▶ _Using the information_:
a) Answer these questions using the fracking text:
(i) What share of total US natural gas production in 2015 came from fracked wells?
(ii) Which three countries besides the US had commercial shale gas and tight oil production, according to the 2016 EIA report?
(iii) How much liquid does a typical fracked well use?
b) Extend the fracking text, picking up right after its final sentence.
··· Source document ···
As for natural gas, the 37 billion cubic feet per day produced by some 300 000 fracked horizontal and vertical gas wells accounted for two-thirds of total US production in 2015, according to the EIA. That is up an order of magnitude from the 3.6 billion cubic feet per day, or 7% of US output, from 26 000 fracked wells in 2000.
In a 2016 report, the EIA said just three other countries—Argentina, Canada, and China—had commercial shale gas and tight oil production. But technological improvements are expected to encourage the development of shale resources in other countries, primarily Mexico and Algeria. Forty-two other countries have technically recoverable but so far uneconomic oil and gas shales, the EIA said.
Alternative frack fluids
Due to their low permeability, shales and sandstones must be fractured to provide paths for the gas and oil to flow from the rock to the well bore. Water, with chemical additives, is almost always the fracturing fluid, coupled with sand or ceramic material that is forced into the fractures to hold them open. A typical fracked well uses 7.5 million to 15 million liters; anywhere between 15% and 80% of the liquid flows back to the surface in the early stages of gas production, depending on geology and other factors. But Male cites one study of shale wells in the Permian Basin of Texas showing that some wells yielded more water than was injected.
··· Data excerpts ···
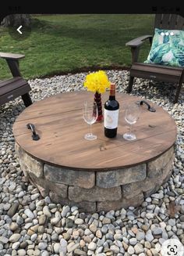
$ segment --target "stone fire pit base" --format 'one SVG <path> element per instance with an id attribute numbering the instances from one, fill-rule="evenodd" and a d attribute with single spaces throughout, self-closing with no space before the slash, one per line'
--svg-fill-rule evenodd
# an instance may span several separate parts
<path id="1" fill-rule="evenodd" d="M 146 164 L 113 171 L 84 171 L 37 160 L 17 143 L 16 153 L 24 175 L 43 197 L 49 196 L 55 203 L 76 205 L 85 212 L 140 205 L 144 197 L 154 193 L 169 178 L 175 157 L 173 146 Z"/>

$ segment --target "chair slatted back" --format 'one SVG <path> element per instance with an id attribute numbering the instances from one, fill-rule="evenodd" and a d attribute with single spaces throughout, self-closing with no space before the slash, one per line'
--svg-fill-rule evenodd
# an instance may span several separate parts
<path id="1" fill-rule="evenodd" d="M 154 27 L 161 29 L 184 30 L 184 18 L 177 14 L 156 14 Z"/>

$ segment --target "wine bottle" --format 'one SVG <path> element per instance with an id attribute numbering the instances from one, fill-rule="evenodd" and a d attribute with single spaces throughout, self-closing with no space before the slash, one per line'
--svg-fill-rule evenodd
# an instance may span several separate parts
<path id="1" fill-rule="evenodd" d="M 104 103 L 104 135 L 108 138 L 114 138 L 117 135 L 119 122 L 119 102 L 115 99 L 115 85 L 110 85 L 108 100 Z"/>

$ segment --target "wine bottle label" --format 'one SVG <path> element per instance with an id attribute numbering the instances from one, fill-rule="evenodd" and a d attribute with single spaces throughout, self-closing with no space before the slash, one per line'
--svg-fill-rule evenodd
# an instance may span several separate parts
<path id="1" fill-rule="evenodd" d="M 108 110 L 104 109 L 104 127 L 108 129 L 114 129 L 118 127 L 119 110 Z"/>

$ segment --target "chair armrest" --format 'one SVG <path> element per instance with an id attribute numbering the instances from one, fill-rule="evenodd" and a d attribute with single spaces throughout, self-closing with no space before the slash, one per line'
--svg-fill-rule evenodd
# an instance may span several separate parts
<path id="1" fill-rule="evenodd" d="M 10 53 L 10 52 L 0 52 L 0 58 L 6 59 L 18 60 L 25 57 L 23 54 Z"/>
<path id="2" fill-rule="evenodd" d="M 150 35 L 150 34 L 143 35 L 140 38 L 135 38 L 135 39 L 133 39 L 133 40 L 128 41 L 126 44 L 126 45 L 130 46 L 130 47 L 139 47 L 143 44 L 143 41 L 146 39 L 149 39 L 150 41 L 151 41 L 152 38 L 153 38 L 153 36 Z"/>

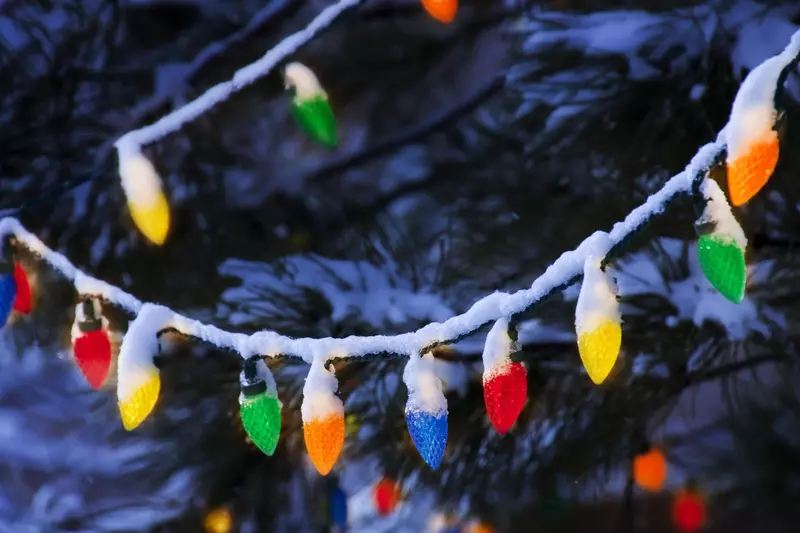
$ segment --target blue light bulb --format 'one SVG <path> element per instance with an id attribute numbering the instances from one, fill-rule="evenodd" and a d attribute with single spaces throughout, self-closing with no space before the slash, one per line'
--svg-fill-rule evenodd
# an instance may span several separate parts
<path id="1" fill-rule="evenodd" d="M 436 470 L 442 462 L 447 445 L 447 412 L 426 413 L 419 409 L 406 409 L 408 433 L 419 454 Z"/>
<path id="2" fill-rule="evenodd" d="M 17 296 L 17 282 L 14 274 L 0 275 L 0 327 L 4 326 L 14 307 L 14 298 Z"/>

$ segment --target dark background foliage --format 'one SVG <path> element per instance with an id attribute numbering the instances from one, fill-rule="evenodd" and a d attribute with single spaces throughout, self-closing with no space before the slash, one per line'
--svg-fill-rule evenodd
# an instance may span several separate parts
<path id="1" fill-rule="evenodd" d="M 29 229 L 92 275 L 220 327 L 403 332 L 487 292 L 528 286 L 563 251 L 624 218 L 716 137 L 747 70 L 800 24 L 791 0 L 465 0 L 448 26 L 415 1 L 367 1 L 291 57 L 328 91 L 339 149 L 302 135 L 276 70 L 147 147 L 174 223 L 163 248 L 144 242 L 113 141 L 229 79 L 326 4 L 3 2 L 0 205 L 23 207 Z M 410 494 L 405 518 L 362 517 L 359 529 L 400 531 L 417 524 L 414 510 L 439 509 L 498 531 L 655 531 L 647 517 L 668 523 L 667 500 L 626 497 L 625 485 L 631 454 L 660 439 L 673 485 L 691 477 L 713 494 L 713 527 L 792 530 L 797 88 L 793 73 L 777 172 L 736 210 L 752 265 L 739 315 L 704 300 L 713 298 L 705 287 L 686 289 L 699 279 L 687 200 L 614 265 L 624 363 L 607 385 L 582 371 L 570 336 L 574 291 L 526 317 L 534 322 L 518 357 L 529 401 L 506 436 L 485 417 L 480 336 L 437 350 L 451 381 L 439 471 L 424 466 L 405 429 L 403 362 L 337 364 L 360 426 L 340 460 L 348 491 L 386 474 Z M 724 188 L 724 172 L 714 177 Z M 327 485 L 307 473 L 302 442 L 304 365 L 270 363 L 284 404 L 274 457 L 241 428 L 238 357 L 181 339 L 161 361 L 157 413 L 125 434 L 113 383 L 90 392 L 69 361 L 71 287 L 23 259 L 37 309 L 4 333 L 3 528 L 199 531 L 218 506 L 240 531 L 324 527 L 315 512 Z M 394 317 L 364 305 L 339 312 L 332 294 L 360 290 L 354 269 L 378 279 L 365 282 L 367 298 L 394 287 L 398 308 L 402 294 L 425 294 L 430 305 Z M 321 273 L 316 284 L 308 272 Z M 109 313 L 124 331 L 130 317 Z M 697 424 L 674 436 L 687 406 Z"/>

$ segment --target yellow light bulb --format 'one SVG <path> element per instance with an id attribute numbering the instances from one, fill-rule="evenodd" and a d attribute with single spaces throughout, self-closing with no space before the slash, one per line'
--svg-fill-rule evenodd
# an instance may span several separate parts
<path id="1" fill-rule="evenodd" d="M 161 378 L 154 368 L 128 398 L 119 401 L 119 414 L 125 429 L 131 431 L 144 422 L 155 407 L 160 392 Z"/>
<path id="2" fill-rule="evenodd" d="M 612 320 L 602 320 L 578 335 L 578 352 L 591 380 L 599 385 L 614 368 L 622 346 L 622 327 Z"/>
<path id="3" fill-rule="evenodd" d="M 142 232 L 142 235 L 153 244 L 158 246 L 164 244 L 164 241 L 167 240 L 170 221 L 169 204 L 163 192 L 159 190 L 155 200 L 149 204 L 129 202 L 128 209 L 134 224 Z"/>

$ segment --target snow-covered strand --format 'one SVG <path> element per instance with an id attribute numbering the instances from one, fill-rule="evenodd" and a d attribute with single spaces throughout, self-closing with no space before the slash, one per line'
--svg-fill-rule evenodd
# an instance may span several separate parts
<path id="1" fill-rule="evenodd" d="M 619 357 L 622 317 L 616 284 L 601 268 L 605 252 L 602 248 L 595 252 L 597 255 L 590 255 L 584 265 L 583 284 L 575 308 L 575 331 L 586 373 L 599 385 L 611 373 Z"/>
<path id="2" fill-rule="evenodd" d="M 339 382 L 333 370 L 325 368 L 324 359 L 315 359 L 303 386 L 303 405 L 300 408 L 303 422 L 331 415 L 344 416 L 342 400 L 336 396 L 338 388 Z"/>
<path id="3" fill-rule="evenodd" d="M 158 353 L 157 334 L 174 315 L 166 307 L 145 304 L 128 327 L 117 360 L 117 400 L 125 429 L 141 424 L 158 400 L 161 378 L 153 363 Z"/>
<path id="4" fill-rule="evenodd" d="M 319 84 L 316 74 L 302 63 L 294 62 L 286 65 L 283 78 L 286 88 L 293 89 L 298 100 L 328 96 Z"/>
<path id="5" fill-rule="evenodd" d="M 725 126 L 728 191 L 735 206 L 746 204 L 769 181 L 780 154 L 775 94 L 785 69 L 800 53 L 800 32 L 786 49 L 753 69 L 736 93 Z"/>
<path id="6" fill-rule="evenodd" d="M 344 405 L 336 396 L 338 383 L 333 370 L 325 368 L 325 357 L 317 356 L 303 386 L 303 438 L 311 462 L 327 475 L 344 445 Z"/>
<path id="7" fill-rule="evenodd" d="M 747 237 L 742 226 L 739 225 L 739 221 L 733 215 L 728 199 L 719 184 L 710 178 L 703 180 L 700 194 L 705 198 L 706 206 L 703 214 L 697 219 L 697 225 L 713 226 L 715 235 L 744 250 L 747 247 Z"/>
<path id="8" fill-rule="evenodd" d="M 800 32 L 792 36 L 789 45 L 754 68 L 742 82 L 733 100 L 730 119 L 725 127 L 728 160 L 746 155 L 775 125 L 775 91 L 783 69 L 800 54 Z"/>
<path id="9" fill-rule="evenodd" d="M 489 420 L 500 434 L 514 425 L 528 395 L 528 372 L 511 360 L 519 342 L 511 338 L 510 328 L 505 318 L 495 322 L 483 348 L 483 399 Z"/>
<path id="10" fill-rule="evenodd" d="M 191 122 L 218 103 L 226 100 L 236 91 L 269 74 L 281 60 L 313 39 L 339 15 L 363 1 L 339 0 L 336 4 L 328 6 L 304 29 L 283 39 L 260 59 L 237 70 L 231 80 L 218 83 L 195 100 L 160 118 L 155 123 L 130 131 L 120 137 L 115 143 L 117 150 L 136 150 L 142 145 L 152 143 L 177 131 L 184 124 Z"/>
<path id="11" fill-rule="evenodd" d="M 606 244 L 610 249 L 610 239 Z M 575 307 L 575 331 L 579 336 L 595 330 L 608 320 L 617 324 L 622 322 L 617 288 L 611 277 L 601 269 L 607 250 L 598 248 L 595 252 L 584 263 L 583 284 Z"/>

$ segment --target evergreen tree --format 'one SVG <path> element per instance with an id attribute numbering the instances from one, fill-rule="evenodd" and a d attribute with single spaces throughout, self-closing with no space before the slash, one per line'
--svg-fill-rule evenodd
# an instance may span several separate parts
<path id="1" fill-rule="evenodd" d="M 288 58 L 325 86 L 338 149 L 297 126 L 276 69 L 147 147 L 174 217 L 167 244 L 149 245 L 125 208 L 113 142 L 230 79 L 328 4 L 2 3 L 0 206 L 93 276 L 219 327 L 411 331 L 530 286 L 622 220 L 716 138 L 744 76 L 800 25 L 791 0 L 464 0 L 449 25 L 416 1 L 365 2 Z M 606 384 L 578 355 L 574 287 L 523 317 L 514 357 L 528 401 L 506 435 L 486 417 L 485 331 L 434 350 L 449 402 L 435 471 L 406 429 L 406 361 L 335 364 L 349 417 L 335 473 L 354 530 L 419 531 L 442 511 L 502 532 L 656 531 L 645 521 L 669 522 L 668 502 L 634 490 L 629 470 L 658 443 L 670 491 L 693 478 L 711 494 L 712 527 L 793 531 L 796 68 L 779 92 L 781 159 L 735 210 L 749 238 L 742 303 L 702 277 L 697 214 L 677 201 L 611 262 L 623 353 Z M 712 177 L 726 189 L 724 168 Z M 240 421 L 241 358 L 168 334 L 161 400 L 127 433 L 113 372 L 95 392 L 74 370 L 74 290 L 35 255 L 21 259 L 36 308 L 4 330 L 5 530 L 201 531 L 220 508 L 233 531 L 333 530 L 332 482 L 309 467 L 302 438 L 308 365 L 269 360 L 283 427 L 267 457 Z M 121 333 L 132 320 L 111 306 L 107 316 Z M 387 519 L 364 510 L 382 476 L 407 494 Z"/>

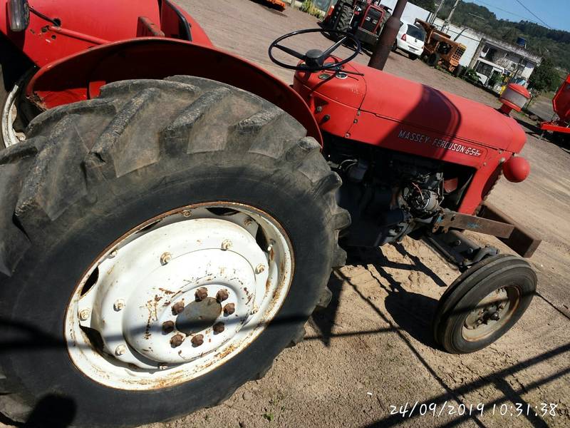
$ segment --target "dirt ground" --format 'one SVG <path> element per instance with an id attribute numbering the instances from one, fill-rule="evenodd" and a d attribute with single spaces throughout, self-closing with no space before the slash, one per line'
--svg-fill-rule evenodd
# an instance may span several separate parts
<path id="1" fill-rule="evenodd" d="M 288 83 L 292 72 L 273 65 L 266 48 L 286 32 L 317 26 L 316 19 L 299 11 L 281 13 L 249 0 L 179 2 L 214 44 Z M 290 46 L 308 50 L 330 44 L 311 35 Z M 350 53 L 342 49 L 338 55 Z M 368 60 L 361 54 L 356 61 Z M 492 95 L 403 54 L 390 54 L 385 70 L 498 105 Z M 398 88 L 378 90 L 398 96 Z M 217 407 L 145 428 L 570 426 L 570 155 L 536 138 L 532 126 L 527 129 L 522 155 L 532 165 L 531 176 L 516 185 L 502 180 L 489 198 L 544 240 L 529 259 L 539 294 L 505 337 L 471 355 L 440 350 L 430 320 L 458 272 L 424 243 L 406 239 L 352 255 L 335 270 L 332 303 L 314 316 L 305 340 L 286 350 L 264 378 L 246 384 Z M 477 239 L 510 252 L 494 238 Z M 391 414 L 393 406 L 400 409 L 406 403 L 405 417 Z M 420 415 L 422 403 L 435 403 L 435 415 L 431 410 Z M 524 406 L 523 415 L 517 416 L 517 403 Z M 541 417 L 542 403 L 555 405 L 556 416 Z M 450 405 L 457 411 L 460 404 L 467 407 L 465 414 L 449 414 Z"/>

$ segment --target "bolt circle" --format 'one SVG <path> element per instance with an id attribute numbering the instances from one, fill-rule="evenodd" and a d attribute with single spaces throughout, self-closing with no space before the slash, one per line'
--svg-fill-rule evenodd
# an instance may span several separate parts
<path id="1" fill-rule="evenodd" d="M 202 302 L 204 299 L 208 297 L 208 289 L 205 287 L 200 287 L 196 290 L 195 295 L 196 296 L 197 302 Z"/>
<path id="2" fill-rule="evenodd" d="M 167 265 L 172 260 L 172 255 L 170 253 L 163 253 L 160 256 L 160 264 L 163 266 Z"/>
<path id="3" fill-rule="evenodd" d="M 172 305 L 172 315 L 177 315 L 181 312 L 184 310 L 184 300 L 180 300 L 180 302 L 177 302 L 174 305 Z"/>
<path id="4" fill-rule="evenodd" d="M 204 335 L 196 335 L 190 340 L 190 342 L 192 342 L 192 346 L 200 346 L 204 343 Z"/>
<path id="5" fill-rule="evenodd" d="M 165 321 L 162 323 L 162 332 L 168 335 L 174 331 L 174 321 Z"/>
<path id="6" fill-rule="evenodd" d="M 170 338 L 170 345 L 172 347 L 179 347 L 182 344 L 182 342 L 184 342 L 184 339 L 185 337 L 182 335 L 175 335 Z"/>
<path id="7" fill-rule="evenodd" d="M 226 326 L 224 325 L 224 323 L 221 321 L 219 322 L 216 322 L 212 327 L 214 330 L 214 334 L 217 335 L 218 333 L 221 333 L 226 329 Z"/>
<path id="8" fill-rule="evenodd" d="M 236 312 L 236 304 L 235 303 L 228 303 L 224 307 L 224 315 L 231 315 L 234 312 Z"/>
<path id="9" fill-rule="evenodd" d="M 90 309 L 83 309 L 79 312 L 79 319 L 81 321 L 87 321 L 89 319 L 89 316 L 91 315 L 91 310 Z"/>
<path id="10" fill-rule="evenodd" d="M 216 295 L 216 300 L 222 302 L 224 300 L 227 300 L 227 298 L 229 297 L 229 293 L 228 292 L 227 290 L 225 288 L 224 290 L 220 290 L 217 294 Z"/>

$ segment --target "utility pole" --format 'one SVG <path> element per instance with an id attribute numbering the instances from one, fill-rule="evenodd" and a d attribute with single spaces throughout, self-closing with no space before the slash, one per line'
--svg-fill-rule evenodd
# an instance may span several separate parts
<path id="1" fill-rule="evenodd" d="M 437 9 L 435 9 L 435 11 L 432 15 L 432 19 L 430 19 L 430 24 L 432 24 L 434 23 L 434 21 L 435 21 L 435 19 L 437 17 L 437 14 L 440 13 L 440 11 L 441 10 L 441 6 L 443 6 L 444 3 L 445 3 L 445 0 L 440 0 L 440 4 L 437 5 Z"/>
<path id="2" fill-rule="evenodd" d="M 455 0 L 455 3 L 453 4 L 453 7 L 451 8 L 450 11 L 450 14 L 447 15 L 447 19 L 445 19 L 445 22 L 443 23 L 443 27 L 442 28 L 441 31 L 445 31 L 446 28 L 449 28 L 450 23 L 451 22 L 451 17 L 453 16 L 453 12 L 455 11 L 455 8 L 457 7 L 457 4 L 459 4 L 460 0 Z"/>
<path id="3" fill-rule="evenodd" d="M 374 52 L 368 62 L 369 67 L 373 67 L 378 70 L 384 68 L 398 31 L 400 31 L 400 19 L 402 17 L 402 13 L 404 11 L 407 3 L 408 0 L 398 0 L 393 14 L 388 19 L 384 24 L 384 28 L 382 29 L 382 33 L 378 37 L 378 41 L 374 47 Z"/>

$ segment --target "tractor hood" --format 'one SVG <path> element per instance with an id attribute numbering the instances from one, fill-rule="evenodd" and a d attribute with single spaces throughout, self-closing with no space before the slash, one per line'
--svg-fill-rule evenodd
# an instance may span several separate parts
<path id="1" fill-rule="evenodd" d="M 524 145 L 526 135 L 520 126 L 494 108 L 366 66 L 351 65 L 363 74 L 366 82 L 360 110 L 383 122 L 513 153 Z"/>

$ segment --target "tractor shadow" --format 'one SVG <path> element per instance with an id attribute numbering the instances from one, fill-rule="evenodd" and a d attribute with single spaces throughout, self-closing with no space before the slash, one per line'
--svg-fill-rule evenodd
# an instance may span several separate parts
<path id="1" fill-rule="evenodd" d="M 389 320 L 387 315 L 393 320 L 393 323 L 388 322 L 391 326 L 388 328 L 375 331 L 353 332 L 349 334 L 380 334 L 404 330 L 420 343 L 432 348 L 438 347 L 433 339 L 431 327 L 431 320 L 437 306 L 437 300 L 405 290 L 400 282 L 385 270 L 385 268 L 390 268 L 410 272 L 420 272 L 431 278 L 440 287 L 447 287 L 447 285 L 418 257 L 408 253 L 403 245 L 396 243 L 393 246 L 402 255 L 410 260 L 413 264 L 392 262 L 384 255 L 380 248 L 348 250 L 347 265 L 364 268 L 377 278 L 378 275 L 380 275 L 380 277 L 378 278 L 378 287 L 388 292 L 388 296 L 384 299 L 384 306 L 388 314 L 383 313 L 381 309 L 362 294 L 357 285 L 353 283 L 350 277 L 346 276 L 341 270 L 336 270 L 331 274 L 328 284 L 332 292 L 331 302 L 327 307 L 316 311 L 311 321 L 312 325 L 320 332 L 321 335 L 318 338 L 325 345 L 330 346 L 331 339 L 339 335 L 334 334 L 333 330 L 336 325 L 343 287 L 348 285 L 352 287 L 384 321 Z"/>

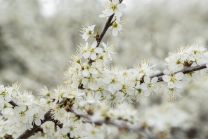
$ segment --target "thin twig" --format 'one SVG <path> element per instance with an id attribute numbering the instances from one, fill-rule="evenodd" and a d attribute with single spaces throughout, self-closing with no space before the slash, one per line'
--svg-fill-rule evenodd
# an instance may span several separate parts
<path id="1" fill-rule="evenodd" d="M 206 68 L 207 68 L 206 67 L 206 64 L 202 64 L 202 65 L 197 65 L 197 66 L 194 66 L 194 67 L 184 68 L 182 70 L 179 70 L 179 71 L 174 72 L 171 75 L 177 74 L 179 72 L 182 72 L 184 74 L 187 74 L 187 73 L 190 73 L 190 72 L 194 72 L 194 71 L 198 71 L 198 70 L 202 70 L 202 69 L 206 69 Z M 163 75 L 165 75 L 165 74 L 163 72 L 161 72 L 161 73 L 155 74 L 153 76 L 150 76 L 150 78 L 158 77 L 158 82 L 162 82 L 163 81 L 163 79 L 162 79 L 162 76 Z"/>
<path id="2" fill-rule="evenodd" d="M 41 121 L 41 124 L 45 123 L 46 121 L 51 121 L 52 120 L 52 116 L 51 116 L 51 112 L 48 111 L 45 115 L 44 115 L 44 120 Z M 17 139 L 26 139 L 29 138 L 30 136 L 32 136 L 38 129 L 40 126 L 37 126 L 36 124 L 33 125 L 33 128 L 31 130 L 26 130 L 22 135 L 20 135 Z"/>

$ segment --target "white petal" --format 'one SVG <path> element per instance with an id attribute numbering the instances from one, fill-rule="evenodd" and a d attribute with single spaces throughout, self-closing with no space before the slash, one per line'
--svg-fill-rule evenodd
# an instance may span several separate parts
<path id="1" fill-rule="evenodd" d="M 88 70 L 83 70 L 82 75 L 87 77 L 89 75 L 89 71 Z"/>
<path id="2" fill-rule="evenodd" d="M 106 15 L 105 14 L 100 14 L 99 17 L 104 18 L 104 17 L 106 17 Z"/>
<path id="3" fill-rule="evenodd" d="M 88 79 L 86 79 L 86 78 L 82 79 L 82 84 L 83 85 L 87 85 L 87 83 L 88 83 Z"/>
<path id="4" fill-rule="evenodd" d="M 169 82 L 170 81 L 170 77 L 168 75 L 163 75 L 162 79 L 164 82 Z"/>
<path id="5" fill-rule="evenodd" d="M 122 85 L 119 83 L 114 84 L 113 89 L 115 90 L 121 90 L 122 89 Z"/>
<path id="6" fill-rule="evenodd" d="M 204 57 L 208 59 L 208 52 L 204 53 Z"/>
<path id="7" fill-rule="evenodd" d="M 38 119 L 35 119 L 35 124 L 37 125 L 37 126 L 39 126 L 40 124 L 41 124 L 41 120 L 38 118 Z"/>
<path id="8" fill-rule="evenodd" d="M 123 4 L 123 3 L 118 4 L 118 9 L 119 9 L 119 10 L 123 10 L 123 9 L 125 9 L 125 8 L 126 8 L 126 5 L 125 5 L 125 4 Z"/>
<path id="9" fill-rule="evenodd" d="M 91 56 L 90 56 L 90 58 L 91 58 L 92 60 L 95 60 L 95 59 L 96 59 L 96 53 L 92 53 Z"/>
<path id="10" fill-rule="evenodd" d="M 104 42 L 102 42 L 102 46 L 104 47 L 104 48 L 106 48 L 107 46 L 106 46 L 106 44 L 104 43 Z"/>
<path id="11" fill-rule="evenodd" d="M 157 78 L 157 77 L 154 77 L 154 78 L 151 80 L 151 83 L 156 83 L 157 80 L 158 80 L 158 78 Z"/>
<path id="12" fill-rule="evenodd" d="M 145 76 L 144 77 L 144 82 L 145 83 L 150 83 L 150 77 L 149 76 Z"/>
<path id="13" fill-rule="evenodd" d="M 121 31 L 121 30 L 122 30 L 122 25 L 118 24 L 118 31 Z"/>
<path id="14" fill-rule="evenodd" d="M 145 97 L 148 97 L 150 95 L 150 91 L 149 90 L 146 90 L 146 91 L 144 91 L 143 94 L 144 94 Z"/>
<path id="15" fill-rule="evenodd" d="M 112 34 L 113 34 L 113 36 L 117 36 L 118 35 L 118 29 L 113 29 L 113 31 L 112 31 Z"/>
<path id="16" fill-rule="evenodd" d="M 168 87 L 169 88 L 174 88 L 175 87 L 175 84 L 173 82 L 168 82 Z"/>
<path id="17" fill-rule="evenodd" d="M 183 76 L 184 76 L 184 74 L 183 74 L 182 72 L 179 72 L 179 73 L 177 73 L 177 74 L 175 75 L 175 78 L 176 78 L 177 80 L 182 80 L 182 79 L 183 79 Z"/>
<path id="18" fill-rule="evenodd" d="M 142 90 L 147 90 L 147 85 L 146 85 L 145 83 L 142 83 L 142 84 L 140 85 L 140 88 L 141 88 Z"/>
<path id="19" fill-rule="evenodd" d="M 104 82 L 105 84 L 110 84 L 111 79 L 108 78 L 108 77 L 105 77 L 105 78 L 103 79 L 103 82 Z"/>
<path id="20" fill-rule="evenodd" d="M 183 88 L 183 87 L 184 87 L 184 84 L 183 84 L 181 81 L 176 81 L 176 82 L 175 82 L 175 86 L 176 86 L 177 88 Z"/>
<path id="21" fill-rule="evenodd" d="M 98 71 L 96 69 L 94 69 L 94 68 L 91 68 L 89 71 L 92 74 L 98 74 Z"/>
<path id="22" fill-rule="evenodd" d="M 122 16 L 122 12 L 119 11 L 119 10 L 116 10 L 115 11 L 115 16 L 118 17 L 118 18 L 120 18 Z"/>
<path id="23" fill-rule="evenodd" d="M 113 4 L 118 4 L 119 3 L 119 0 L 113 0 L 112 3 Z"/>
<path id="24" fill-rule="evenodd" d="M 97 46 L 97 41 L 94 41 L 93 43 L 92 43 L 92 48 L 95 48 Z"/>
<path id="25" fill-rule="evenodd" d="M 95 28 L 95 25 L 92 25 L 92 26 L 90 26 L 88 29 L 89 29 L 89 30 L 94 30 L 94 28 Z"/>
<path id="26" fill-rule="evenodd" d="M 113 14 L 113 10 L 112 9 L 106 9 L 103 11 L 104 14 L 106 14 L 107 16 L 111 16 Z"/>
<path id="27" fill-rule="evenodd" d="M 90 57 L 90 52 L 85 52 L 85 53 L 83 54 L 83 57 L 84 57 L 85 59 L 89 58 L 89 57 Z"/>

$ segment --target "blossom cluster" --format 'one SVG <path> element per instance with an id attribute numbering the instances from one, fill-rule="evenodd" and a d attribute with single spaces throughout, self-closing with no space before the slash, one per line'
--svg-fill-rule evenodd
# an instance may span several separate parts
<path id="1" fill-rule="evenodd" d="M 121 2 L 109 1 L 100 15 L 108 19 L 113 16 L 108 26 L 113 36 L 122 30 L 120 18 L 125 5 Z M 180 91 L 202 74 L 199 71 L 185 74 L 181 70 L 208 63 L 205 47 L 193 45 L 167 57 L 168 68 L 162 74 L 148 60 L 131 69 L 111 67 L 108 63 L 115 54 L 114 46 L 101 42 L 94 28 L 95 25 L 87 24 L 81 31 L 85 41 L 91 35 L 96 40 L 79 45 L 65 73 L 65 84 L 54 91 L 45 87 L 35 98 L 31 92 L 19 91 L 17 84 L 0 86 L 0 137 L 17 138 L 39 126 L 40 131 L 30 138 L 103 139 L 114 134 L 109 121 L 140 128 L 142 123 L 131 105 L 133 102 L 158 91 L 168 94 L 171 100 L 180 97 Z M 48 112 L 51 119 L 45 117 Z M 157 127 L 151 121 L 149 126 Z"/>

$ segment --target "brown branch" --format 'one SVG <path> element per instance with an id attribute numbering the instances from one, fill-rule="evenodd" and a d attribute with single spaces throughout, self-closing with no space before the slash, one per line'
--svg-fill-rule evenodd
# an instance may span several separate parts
···
▶ _Responses by task_:
a)
(i) Two-thirds
(ii) Argentina, Canada, and China
(iii) 7.5 million to 15 million liters

b)
One advantage of using a nonaqueous fracking fluid such as supercritical CO2 would be to reduce the need to dispose of the contaminated water, which can contain acids, gelling agents, bactericides, corrosion inhibitors, and friction reducers, in addition to radionuclides and metals from the shale. Another plus is that unlike water, CO2 is miscible with oil and gas, and it won’t block hydrocarbons from flowing to the well. Third, Viswanathan says that CO2 creates more-productive branched fractures in the rock, while water typically produces simple planar fractures.
Disadvantages include the need to separate the CO2 from the natural gas, and capturing and pressurizing the CO2 for reuse. Nearly all of the CO2 that is used for industrial applications and for enhanced oil recovery in the US today is supplied from naturally occurring underground formations located mainly in the Four Corners region, where Arizona, Colorado, New Mexico, and Utah meet. Liquefied natural gas and mixtures of CO2 and nitrogen are other candidate alternative fluids, says Andres Clarens, associate professor of civil engineering at the University of Virginia.
Leshchyshyn participated in fracks using supercritical CO2 some 20 years ago. “It’s a great technology,” he says. Limited availability of CO2 and the expense of getting it to the well site may make it economically unattractive now, but Leshchyshyn foresees that possible government bans on the use of clean water for fracking could change the equation.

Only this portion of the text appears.